▶ EXCERPTED DATA

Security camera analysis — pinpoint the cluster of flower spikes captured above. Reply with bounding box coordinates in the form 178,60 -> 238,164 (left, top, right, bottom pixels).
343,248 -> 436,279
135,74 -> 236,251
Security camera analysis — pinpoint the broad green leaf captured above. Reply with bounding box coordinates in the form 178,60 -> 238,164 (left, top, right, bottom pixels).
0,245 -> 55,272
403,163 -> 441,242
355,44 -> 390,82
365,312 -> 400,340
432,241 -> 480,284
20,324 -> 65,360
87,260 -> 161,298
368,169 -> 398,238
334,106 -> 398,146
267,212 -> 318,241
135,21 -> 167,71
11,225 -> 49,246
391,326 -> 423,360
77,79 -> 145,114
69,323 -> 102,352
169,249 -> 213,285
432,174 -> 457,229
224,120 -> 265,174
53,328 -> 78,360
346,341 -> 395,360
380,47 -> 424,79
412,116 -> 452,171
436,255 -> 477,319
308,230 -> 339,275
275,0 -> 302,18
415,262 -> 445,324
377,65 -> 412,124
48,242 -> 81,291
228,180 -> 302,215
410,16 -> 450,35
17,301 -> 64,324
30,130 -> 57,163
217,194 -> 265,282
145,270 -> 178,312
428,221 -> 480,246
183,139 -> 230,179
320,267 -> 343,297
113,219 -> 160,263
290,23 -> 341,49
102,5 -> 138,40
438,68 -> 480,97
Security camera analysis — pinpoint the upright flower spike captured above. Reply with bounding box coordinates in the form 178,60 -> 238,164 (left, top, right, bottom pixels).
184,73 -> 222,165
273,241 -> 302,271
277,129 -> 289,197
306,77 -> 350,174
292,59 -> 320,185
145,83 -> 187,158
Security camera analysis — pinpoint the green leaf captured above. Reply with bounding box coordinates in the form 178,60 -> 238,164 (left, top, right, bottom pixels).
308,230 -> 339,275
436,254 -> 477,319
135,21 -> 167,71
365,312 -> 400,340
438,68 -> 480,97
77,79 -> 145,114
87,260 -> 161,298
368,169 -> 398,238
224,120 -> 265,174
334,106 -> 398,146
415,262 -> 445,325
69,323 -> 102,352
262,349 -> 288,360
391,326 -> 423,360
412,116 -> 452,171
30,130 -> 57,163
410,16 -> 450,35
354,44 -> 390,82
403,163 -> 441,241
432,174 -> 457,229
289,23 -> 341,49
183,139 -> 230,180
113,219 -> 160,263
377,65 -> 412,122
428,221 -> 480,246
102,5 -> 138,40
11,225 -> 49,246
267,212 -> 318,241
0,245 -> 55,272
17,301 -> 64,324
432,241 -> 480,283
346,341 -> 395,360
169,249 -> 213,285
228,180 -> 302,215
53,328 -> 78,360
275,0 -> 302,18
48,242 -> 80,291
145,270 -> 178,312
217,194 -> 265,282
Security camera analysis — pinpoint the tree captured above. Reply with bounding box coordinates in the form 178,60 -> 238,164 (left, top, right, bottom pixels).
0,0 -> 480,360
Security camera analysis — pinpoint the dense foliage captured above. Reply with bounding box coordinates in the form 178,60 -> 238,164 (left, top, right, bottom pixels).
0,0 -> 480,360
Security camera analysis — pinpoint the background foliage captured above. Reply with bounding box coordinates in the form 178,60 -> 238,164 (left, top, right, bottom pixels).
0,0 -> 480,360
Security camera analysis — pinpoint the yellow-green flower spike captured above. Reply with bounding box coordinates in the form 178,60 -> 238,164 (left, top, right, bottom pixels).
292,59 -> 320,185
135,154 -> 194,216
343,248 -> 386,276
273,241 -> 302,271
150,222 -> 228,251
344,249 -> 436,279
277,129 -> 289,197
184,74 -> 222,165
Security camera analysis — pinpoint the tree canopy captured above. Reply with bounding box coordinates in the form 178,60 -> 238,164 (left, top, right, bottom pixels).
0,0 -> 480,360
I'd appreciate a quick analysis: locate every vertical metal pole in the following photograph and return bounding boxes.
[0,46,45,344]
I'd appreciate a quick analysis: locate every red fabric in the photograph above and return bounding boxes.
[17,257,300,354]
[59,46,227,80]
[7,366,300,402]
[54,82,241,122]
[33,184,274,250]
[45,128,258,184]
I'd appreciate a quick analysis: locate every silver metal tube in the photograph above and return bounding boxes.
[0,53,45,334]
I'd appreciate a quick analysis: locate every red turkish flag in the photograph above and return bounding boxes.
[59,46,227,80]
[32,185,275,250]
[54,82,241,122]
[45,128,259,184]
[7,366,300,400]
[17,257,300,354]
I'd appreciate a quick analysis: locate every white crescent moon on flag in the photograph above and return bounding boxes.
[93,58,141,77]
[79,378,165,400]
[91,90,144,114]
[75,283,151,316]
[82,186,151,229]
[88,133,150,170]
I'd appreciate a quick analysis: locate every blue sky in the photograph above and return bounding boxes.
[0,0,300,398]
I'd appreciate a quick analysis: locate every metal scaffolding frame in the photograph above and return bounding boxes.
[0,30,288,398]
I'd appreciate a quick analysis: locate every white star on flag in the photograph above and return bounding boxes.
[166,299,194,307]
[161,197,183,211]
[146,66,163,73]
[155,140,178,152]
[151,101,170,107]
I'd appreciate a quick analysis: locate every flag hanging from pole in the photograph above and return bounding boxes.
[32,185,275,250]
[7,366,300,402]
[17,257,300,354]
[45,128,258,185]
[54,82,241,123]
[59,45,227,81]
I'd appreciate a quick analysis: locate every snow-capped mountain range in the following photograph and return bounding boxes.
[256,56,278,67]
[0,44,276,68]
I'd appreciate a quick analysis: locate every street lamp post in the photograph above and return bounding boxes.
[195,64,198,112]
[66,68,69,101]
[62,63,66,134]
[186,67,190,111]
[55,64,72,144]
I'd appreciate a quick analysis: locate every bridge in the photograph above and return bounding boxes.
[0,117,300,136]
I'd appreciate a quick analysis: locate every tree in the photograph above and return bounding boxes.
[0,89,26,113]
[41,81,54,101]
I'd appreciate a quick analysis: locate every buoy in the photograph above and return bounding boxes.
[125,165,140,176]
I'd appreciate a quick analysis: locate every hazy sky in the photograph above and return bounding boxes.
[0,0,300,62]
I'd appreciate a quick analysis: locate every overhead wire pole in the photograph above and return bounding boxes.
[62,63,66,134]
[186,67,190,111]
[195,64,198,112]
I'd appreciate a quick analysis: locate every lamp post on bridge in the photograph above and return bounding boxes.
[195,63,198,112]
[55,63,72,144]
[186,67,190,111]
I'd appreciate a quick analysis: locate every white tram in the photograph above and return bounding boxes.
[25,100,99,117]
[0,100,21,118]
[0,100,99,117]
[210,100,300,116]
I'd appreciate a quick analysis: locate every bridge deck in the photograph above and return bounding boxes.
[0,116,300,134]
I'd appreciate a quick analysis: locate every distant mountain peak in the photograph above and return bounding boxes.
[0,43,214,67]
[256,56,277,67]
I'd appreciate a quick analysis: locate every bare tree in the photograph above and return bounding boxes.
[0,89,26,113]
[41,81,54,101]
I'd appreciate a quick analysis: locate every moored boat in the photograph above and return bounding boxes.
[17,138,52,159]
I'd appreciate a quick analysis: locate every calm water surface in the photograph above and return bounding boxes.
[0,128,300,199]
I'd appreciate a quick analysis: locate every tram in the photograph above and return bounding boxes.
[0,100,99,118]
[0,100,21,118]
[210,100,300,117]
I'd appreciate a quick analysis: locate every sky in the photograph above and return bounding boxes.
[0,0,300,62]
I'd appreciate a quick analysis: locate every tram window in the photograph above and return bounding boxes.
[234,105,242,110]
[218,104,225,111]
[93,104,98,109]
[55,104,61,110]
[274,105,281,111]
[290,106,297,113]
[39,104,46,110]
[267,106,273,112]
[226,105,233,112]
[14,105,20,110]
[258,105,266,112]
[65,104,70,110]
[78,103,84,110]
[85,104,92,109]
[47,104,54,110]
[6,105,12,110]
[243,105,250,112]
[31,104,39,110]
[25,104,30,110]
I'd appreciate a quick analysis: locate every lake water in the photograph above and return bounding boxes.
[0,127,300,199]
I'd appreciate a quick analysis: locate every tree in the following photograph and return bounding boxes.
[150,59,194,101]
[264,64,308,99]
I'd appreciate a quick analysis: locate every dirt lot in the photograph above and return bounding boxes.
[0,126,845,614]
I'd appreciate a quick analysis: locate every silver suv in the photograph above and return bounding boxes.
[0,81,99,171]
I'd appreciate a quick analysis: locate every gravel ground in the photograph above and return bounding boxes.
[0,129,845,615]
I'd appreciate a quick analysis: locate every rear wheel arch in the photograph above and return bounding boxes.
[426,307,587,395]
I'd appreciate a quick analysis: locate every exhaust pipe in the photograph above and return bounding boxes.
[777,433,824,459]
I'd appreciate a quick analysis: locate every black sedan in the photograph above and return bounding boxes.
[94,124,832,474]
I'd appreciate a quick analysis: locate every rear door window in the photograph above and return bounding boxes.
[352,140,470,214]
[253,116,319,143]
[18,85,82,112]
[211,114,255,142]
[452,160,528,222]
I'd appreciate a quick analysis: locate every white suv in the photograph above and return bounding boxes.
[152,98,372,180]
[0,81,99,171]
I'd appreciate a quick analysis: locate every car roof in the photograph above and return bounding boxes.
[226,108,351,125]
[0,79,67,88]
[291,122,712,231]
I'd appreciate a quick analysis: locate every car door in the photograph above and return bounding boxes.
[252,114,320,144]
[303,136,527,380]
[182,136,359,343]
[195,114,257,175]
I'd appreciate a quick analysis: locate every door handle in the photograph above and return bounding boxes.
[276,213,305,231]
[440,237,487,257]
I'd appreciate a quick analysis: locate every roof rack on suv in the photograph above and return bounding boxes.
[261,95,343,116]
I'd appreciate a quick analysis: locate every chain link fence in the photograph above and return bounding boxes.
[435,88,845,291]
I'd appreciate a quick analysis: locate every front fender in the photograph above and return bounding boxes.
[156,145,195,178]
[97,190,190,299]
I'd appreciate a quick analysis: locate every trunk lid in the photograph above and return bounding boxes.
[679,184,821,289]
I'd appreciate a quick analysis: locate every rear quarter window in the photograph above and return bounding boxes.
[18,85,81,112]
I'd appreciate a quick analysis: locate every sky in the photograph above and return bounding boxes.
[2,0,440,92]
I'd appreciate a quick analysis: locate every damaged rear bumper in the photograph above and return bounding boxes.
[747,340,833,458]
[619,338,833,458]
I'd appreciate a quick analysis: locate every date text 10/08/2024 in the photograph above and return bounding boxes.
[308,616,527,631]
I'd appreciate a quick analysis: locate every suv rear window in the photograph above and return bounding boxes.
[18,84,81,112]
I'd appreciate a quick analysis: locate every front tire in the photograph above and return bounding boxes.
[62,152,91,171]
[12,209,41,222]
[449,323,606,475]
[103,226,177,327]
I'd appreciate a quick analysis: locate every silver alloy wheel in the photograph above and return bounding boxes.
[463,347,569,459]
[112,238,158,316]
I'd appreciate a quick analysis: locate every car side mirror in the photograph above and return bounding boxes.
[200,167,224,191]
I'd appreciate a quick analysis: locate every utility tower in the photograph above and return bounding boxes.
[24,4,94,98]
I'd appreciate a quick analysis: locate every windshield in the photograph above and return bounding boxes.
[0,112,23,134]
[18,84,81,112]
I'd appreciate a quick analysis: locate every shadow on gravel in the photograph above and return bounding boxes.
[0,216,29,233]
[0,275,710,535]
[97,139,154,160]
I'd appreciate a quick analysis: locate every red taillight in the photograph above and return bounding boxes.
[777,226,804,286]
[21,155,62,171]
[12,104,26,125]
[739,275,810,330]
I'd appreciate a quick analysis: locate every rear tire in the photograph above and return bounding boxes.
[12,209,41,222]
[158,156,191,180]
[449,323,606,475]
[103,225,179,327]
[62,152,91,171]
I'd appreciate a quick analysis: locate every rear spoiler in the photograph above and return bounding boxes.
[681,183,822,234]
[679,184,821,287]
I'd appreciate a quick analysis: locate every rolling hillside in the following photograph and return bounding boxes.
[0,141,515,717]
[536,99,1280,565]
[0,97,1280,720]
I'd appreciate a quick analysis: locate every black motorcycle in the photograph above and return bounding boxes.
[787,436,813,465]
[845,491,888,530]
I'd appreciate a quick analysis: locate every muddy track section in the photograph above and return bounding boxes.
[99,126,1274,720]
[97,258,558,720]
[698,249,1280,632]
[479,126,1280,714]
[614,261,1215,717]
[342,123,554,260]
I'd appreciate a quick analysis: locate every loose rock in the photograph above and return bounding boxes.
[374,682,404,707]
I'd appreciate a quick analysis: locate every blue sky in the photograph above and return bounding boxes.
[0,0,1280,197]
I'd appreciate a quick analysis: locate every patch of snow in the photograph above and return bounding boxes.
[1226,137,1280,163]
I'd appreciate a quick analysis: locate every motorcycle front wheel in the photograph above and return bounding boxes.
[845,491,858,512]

▶ WHAT THE EXERCISE ASKS
Starting at the line containing "I'd appreciate a quick analysis: locate every red fabric" and ending at the line containing "[0,53,45,334]", swap "metal tube" for "metal pipe". Give only those lines again, with everything else left unchanged.

▶ EXERCISE RESPONSE
I'd appreciate a quick analysis: locate every red fabric in the photograph above and return bounding boxes.
[17,257,300,354]
[59,46,227,80]
[7,366,300,402]
[54,82,241,122]
[33,184,274,250]
[45,128,258,184]
I'd appreciate a quick analysis: locate every silver metal pipe in the photograph above and return bounding boxes.
[0,53,45,334]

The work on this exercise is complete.